+++ Selected extract
# Create user-defined datasets in the default dataspace

Note

This feature is available for early-access customers. To request access and confirm your organization meets the feature criteria, contact your account representative or Support.

Create custom datasets under the `default/` dataspace to isolate log streams, prevent schema collisions, and apply dataset-level access control. Once created, route logs to specific datasets using [TCO Optimizer](https://coralogix.com/docs/user-guides/account-management/tco-optimizer/index.md) policies, and query them directly from DataPrime or Explore.

## How it works

User-defined datasets live under the `default/` dataspace alongside the predefined `logs` and `spans` datasets. Data routed to a user-defined dataset:

- Is stored in your configured archive, inherited from Setup Archive.
- Is not indexed in OpenSearch, so **High** and **Block** TCO priorities are unavailable.
- Counts toward your [daily unit quota](https://coralogix.com/docs/user-guides/account-management/payment-and-billing/data-usage/index.md) at the priority of the routing policy.
- Has its usage tracked per dataset and per dataspace in **Data Usage**.

## Streaming vs summary datasets

A user-defined dataset is created the same way regardless of its purpose. How it is **populated** determines its type:

- **Streaming dataset** — populated by a [TCO Optimizer](https://coralogix.com/docs/user-guides/account-management/tco-optimizer/index.md) policy that routes ingested logs into the dataset in real time. Use this when you want a live, dataset-scoped feed of incoming data.
- **Summary dataset** — populated by [Background queries v2](https://coralogix.com/docs/user-guides/dataengine/background_queries_v2/index.md) writing query results into the dataset. Use this for pre-aggregated or pre-filtered slices that downstream queries and dashboards can read quickly without rerunning heavy scans.
++++++
+++ Data shown
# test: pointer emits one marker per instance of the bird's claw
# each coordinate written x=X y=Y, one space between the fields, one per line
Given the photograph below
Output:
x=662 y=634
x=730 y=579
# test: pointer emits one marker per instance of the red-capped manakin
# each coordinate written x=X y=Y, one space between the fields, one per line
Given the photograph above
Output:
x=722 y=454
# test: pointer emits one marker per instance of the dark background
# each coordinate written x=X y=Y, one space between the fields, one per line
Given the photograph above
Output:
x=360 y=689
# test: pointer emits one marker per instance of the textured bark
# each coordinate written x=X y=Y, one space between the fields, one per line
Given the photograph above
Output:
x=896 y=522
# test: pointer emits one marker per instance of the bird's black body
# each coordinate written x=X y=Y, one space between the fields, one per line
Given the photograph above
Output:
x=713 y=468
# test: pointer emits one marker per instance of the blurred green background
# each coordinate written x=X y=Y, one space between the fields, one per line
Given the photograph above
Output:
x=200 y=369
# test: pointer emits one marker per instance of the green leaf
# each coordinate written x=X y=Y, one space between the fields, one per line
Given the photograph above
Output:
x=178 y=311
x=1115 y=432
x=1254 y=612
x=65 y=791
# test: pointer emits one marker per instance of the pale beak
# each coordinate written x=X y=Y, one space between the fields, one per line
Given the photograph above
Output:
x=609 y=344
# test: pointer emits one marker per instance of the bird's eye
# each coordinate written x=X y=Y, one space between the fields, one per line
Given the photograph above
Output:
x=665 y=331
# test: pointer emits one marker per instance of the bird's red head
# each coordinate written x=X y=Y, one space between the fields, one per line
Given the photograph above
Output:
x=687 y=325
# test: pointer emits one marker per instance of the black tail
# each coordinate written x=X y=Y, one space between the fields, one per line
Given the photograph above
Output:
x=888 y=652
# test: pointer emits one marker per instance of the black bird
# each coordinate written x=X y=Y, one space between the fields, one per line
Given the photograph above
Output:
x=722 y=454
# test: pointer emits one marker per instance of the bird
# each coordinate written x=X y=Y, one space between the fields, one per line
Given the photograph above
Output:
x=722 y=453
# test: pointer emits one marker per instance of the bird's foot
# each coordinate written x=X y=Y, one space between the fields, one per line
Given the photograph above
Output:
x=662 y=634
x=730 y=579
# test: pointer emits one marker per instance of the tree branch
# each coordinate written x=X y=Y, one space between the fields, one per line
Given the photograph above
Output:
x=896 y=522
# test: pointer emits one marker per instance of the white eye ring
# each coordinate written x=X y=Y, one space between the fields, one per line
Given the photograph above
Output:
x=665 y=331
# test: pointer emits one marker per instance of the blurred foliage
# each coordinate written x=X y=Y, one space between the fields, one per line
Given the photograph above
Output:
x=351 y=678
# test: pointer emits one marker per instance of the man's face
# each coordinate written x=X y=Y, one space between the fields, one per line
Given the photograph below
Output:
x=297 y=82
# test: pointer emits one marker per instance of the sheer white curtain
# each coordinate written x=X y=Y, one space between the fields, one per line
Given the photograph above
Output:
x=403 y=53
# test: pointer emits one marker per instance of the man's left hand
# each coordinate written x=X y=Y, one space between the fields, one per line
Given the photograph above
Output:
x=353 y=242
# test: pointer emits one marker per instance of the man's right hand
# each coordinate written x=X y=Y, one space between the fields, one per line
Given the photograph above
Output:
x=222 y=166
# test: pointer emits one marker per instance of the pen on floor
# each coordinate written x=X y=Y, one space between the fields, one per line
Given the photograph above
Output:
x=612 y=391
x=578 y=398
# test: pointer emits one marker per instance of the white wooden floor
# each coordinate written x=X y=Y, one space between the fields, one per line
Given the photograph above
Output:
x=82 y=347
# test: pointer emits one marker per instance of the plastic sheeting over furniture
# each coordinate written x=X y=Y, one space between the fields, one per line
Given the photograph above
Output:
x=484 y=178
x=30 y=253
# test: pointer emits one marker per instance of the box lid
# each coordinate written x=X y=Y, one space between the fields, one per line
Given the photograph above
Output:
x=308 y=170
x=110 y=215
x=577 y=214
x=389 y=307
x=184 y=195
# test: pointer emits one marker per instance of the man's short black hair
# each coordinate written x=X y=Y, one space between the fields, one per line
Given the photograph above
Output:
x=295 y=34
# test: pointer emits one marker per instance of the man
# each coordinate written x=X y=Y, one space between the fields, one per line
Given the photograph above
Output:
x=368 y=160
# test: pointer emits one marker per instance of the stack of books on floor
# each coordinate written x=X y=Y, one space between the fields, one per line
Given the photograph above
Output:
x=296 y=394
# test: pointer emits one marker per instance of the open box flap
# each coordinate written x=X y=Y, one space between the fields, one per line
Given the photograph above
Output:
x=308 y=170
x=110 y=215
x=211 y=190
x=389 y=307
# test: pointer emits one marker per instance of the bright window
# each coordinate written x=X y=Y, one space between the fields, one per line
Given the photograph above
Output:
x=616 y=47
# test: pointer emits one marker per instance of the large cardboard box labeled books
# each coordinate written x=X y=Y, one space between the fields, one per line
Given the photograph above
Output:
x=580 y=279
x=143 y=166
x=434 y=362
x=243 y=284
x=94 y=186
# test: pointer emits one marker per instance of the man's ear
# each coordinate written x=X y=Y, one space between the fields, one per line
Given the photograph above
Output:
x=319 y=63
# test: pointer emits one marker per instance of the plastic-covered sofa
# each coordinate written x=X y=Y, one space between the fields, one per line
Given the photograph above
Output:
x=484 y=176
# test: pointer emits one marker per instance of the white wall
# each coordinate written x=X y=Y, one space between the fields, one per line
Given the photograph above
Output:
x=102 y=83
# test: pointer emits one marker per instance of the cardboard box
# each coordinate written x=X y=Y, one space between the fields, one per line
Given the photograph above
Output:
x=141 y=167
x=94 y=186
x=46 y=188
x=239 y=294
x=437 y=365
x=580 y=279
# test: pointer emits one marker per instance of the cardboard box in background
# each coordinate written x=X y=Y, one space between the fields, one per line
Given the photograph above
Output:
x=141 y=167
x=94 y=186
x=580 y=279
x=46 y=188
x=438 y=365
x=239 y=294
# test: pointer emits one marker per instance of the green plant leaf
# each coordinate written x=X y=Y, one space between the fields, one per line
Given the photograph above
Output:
++++++
**Tasks to complete:**
(a) The page on user-defined datasets gives a bulleted list of what holds for data routed to a user-defined dataset. List every point in that list.
(b) Reproduce the passage of the page on user-defined datasets starting with "A user-defined dataset is" and going on through "of incoming data.".
(c) Take the page on user-defined datasets further, writing on from its last sentence.

**Answers provided:**
(a)
- It is stored in your configured archive, inherited from Setup Archive.
- It is not indexed in OpenSearch, so High and Block TCO priorities are unavailable.
- It counts toward your daily unit quota at the priority of the routing policy.
- Its usage is tracked per dataset and per dataspace in Data Usage.

(b)
A user-defined dataset is created the same way regardless of its purpose. How it is **populated** determines its type:

- **Streaming dataset** — populated by a [TCO Optimizer](https://coralogix.com/docs/user-guides/account-management/tco-optimizer/index.md) policy that routes ingested logs into the dataset in real time. Use this when you want a live, dataset-scoped feed of incoming data.

(c)
The same dataset can serve as both, but a single ingestion source is recommended per dataset to keep schema evolution predictable. Entity type and partitioning are determined by the first write, regardless of source — see the [Background queries v2 entity-type and partitioning notes](https://coralogix.com/docs/user-guides/dataengine/background_queries_v2/#entity-type) for details.

## Create a dataset

1. Navigate to **Data Flow**, then **Dataset Management**.
1. Select the **Default** tab.
1. Select **Create Dataset**.
1. In **Dataset name**, enter a unique name. Names must be unique within the `default/` dataspace.
1. In **Description**, enter an optional description.
1. In **Bucket name**, the storage bucket is inherited from your archive configuration. Optionally, enter a different bucket name.
1. Under **Access Policy**, optionally select **Enabled Access Policy** to [restrict access](https://coralogix.com/docs/user-guides/data-layer/dataset-management/access-control/index.md).
1. Select **Create**.

The dataset appears in the **Default** tab. To query it immediately, hover over the dataset row and select to open it in Explore.

## Route data to a dataset

Route logs to a user-defined dataset by setting it as the target in a [TCO Optimizer](https://coralogix.com/docs/user-guides/account-management/tco-optimizer/index.md) policy. When creating or editing a policy, select your dataset from the **Target Dataset** dropdown.

TCO policies are evaluated in order. The first matching policy determines the routing target. If no policy matches, logs route to `default/logs`. To revert a policy to the standard logs destination, select **Reset to default** in the **Target Dataset** section.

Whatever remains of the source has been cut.